Point-per-instance localization data:
┄┄┄┄┄┄┄┄┄┄
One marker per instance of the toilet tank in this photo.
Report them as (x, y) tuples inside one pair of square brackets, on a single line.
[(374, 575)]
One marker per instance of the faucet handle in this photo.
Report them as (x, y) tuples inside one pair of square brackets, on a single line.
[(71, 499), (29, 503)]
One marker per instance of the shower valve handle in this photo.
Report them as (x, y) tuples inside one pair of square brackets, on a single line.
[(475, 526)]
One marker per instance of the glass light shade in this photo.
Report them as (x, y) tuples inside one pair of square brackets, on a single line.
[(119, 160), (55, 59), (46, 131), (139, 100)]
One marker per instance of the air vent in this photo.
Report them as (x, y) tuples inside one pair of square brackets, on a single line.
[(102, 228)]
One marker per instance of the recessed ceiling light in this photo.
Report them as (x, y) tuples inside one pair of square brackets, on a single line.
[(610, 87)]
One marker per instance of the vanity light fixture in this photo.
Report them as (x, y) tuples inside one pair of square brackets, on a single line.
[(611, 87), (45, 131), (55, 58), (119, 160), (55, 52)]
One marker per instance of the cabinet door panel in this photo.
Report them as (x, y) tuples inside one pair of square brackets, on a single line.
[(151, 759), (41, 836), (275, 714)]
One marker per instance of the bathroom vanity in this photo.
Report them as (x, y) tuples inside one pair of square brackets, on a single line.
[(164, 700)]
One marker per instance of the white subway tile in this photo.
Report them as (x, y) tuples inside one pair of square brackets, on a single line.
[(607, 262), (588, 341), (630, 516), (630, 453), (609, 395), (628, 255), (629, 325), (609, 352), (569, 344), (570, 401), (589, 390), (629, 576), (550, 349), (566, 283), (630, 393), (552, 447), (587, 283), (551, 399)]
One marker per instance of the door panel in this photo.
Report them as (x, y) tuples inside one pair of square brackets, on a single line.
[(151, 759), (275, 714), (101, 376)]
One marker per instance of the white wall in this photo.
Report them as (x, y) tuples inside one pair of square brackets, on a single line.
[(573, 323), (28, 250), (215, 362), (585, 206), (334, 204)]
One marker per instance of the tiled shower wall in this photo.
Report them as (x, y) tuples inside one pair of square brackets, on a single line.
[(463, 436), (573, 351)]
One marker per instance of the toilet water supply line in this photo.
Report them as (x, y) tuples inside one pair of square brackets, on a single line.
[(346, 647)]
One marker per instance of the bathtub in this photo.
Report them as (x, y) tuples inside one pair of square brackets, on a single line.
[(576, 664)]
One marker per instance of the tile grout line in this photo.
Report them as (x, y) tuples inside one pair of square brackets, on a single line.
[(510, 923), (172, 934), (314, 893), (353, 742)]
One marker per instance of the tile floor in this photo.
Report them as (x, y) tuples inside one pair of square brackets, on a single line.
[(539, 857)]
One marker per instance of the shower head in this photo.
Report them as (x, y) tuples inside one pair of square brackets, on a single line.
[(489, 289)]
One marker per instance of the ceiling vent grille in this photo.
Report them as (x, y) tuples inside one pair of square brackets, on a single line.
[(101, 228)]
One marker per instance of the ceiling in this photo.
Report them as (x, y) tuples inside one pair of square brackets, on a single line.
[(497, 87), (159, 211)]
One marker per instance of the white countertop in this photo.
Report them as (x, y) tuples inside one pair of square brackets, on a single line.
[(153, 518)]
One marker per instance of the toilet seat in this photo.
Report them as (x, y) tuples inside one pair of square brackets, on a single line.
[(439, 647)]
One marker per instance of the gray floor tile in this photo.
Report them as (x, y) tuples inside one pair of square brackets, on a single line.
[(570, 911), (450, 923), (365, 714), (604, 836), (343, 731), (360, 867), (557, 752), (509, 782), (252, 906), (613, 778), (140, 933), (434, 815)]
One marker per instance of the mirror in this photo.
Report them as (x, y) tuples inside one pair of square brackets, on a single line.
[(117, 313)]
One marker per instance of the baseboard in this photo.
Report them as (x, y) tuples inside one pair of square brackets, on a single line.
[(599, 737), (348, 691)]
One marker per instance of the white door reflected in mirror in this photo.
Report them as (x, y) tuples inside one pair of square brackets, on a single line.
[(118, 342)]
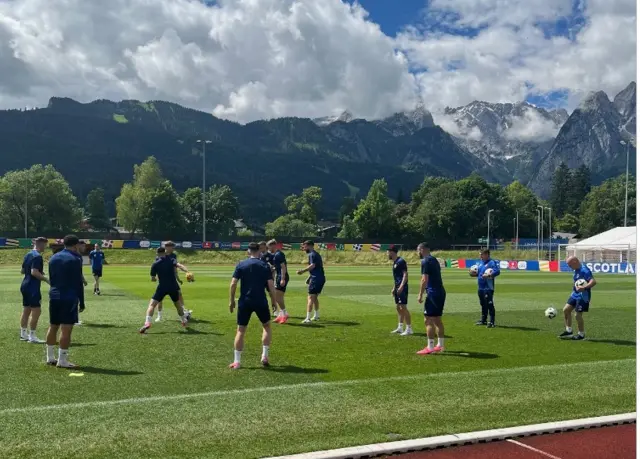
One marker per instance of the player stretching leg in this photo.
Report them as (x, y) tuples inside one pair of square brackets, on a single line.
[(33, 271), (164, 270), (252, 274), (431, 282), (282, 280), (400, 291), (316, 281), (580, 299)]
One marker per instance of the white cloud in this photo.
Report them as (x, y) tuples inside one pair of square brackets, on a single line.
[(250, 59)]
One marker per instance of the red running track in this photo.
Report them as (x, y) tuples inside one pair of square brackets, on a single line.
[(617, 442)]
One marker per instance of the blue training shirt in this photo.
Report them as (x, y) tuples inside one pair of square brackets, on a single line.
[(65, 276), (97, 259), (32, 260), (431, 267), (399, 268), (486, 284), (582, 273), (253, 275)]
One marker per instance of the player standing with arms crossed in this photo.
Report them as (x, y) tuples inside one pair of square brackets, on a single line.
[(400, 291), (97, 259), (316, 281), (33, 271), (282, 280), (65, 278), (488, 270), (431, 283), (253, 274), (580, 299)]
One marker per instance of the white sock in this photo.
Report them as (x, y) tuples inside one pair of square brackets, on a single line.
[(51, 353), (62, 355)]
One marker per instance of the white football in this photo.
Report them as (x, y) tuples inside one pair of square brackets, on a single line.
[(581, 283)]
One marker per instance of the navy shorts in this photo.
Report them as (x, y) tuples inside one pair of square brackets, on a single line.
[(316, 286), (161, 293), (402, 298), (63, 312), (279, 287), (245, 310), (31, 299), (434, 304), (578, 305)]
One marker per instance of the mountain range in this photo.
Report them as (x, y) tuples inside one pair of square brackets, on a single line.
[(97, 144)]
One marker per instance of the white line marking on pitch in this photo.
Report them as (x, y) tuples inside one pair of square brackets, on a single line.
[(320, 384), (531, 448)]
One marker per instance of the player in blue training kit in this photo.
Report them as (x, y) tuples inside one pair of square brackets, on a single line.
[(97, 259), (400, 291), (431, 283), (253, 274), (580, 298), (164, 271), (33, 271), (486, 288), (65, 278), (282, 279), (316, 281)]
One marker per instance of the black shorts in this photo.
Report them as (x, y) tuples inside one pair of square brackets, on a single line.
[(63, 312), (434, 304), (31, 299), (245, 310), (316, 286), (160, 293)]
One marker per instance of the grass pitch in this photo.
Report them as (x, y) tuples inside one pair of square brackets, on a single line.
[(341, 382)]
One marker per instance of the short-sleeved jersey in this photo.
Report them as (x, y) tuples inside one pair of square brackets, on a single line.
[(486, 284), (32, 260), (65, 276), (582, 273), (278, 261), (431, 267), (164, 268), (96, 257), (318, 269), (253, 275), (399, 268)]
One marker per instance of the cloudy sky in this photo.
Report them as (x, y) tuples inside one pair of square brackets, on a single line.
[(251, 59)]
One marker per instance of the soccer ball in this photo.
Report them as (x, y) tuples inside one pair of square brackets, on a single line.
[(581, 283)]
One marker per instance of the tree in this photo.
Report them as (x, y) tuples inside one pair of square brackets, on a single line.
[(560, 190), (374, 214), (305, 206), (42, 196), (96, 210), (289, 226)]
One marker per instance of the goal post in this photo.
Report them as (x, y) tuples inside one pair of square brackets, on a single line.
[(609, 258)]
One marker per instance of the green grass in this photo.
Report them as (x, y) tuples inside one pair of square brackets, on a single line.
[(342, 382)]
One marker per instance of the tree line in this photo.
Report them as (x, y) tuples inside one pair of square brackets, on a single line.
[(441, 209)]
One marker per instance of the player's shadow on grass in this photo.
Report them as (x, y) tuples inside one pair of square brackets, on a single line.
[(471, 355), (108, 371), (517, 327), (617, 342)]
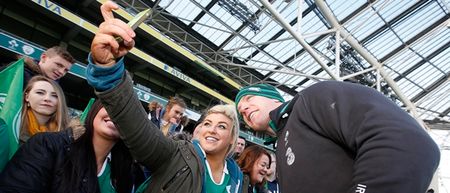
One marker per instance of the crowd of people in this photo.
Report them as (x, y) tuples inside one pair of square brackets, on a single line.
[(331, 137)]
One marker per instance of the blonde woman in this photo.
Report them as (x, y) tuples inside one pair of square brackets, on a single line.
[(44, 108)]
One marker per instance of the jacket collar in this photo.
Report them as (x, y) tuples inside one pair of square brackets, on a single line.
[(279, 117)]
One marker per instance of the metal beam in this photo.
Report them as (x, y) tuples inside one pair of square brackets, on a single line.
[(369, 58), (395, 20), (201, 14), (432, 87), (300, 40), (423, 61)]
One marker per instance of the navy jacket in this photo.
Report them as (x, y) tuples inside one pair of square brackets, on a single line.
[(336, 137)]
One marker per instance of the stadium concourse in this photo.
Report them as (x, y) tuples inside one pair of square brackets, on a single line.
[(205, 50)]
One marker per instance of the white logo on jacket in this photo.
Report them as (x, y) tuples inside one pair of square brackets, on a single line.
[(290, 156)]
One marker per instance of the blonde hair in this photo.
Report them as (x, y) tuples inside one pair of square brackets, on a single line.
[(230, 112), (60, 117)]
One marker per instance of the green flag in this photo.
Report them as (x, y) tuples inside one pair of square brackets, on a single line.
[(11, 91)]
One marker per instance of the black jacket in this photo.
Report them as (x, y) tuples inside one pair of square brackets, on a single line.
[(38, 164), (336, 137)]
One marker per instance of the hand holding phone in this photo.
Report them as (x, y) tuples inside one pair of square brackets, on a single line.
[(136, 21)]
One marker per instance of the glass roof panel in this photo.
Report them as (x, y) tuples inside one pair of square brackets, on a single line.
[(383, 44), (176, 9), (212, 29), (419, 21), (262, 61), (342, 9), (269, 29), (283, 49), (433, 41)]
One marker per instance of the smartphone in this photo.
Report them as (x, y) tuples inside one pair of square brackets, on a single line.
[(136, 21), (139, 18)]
┄┄┄┄┄┄┄┄┄┄
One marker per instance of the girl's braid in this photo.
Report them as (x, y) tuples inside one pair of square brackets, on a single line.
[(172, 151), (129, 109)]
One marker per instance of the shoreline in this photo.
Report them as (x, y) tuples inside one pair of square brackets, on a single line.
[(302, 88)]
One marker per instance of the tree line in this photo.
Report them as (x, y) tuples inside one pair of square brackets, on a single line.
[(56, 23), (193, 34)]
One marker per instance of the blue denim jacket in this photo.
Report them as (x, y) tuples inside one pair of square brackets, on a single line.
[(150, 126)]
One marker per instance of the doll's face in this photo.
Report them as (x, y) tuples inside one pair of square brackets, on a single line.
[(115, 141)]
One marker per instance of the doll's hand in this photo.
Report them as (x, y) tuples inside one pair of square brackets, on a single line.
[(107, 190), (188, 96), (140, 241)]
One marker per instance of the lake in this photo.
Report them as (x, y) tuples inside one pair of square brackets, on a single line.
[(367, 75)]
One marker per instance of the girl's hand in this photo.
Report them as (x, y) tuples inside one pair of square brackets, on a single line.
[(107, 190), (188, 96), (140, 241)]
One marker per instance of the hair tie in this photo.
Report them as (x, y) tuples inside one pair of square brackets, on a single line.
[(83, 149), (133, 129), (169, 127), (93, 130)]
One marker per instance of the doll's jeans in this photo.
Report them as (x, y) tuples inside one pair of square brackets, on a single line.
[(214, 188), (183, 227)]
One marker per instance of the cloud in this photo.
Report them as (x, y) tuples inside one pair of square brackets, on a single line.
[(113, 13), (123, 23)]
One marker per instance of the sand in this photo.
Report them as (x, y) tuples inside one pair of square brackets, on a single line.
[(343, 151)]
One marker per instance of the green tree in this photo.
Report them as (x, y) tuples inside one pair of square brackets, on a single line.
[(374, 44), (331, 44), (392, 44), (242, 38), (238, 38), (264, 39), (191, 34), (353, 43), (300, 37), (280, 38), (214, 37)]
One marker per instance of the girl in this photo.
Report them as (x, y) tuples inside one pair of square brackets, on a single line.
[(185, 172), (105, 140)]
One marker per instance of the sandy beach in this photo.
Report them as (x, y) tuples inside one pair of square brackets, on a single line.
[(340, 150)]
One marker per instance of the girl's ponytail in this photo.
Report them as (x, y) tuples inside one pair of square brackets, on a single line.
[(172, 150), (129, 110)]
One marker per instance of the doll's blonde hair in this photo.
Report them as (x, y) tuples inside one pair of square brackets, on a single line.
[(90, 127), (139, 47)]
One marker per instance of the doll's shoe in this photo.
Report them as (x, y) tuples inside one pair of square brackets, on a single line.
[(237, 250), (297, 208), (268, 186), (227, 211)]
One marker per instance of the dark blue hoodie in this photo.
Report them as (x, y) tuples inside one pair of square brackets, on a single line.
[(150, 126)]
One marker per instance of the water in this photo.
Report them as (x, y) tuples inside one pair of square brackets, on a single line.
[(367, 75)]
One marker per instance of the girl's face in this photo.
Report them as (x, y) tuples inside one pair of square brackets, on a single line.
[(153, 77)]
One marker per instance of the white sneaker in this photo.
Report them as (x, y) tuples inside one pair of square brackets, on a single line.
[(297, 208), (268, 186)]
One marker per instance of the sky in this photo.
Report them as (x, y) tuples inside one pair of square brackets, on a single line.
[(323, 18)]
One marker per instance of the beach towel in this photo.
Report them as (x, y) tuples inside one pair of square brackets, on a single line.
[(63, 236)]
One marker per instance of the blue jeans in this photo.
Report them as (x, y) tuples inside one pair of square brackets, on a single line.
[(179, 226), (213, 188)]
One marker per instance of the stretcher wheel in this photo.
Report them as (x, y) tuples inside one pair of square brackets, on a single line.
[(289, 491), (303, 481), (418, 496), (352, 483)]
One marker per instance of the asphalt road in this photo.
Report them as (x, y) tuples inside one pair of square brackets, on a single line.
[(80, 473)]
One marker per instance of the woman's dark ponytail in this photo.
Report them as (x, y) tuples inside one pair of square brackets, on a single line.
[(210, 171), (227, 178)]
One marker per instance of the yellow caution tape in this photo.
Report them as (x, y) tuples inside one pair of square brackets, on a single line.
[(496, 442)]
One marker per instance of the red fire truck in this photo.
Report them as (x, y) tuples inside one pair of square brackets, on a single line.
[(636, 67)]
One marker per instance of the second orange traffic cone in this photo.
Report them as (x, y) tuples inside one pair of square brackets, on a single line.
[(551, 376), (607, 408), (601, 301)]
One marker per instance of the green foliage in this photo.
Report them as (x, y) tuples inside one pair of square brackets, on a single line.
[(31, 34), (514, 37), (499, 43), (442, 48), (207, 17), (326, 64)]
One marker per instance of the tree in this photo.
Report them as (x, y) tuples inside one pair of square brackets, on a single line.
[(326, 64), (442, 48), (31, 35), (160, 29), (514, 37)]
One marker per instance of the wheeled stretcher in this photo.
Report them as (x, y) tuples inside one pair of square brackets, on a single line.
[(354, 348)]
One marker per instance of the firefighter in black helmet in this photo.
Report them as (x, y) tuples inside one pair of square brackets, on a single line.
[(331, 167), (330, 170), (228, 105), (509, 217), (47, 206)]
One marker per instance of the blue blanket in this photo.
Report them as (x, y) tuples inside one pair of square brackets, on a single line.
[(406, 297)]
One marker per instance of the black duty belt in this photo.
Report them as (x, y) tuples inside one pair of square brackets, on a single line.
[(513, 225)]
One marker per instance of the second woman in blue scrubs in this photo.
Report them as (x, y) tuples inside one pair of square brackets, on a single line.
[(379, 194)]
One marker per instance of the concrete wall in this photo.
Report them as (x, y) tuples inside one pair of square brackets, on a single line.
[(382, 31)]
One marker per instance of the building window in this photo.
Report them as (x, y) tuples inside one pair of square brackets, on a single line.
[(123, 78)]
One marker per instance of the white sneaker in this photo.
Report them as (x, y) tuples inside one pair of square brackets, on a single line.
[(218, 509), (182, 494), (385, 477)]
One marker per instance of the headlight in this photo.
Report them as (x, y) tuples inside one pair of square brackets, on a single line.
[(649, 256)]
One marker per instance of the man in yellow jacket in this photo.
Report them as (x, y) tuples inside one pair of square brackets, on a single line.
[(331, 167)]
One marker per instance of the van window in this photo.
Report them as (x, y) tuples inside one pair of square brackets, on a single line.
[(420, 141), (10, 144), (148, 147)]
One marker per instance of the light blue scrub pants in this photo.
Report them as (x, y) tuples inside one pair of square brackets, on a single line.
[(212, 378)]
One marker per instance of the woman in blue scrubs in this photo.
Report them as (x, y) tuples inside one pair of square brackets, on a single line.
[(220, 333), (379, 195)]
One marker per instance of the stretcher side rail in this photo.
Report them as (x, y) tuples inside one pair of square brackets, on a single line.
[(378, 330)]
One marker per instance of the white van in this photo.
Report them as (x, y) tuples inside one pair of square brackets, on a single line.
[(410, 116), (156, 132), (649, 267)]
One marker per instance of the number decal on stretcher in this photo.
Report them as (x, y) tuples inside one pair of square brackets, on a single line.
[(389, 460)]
┄┄┄┄┄┄┄┄┄┄
**Task to carry out:** Filter the data above down to lines with the word "doll", and copy them.

**Answer to the exercise:**
One marker per instance of the doll's face in this photo.
One marker per instance of the doll's hand in this photo.
One marker per instance of the doll's jeans in this photo.
One marker per instance of the doll's blonde hair in this photo.
One marker per instance of the doll's shoe in this photo.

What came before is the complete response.